● Problem: Retype the part of the student awards text that opens with the words containing "Congratulations to Jack" and closes with "get a move on!", keeping every word and mark unchanged.

[Opening Exercise text section]

The academic achievement of a number of our students were celebrated at the School of Biology and Ecology Annual Recognition Ceremony. From left to right: Masters student Jess Haghkerdar was selected for the highly competitive SBE Graduate Student Travel Award award to present her research on how successional state affects the response of communities to disturbance at the 2016 Society for Freshwater Science conference. Jack McLachlan was awarded the Edith M. Patch - Frank H. Lanthrop Prize in Entomology for his MS research on freshwater insects in tidal freshwater marshes. Chase Gagne received the Auburn E. and Laurana C. Brower Scholarship as an outstanding junior with an interest in entomology, and Jackson Foley received a SBE Academic Award as sophomore with the highest levels of academic achievement. Well done everyone!
Congratulations to Jack McLachlan, who secured a highly competitive 2016 Ecology and Environmental Sciences Summer Graduate Fellowship ($6159). This award is to allow a graduate student to focus full time on writing up and defending a thesis before the end of the summer semester-- So he'd better get a move on!

[Closing Exercise text section]
[Opening Data extracts section]

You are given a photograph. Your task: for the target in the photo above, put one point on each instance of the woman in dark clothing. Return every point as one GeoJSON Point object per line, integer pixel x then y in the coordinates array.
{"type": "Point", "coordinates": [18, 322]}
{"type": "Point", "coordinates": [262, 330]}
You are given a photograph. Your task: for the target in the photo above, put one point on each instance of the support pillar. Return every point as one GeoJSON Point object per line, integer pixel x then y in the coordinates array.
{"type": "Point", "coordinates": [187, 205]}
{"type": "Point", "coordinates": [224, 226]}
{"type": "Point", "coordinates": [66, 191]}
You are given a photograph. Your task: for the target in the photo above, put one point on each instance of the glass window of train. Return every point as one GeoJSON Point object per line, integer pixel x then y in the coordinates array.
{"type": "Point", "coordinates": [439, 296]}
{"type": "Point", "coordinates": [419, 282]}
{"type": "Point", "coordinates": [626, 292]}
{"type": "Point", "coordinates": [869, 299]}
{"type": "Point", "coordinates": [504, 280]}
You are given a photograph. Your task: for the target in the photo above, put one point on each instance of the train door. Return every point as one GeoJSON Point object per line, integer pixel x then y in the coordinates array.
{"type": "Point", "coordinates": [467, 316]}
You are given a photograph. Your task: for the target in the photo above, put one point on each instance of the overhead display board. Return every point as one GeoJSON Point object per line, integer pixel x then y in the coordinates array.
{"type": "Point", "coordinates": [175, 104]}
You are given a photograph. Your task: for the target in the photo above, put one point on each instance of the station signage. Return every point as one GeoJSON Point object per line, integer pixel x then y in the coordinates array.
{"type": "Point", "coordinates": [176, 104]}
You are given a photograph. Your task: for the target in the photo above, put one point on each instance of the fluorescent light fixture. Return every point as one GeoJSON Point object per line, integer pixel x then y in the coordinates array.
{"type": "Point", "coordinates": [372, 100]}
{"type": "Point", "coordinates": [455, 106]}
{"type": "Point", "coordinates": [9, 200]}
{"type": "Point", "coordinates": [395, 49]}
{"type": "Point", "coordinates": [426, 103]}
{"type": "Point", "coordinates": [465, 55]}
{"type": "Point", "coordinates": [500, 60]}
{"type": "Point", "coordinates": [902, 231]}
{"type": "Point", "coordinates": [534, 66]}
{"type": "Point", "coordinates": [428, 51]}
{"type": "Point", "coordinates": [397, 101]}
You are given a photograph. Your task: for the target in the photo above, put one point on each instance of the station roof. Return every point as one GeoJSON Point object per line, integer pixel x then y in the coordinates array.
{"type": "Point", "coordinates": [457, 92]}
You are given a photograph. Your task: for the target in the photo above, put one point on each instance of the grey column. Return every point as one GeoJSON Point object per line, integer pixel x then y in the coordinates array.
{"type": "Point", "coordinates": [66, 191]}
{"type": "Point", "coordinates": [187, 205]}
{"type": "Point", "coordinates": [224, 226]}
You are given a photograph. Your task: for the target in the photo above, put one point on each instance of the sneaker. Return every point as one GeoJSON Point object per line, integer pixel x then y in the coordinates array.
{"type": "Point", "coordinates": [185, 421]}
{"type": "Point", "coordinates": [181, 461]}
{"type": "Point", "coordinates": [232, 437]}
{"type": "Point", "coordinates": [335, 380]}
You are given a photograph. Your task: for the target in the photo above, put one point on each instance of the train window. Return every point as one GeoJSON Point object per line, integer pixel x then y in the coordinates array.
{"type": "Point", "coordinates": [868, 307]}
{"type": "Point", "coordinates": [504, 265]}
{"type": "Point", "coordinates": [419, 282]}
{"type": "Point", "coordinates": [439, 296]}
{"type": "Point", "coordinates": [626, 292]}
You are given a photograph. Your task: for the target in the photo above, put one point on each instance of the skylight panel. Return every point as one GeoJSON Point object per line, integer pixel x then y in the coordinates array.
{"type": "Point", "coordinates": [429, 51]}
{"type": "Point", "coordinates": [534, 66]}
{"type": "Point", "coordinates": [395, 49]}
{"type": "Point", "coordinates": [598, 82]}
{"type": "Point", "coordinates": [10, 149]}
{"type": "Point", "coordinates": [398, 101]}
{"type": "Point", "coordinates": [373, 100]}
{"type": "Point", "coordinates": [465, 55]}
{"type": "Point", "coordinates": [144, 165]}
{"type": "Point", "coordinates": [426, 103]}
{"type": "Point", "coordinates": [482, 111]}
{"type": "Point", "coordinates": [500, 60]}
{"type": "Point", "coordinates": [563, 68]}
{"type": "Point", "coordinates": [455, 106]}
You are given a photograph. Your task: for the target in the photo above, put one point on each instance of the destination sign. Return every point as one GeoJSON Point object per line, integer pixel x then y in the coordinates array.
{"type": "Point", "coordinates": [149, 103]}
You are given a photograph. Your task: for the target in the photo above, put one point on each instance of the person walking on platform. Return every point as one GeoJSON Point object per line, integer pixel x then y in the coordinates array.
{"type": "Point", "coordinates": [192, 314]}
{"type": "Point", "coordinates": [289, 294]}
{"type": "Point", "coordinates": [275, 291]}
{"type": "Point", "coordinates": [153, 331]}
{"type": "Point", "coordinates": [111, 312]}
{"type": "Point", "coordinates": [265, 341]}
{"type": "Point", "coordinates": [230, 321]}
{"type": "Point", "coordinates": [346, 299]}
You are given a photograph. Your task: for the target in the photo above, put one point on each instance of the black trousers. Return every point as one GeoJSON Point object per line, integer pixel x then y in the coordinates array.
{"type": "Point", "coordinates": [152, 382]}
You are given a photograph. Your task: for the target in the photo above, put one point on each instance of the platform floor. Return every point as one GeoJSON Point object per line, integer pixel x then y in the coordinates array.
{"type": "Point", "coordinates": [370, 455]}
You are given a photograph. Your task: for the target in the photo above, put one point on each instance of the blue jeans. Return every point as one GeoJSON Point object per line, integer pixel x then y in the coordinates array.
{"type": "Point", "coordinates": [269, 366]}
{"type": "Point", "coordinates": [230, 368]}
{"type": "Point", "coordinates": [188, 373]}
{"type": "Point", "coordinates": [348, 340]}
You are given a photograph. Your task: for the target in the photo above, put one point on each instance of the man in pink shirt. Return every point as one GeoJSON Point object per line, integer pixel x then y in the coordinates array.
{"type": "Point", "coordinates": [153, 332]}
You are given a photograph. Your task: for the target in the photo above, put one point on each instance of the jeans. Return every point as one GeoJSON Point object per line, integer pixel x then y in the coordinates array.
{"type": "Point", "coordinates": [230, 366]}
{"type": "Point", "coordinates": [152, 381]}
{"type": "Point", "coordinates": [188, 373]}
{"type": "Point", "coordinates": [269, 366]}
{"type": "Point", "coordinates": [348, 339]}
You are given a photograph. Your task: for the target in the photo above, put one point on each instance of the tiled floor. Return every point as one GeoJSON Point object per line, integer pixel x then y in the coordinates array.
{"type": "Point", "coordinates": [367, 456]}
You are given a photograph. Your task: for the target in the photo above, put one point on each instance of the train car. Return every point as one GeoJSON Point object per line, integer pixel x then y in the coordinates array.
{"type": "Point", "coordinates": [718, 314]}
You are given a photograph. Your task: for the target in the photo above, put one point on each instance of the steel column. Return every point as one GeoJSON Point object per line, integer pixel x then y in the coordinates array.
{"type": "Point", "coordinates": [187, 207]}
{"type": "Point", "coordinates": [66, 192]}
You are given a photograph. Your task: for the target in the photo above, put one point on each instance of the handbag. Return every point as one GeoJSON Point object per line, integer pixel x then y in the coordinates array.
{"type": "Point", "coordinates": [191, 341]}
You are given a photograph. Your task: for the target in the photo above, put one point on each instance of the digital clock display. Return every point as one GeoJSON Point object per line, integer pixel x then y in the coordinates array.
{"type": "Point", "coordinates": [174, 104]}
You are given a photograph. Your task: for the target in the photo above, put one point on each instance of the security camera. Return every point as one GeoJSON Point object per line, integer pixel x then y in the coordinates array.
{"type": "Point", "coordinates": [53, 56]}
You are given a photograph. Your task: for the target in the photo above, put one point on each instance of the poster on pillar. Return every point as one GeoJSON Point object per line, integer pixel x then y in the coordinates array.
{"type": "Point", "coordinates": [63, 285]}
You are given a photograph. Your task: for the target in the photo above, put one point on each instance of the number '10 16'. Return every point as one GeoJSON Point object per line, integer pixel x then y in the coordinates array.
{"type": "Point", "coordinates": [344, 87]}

[Closing Data extracts section]

● Response to this task:
Congratulations to Jack McLachlan, who secured a highly competitive 2016 Ecology and Environmental Sciences Summer Graduate Fellowship ($6159). This award is to allow a graduate student to focus full time on writing up and defending a thesis before the end of the summer semester-- So he'd better get a move on!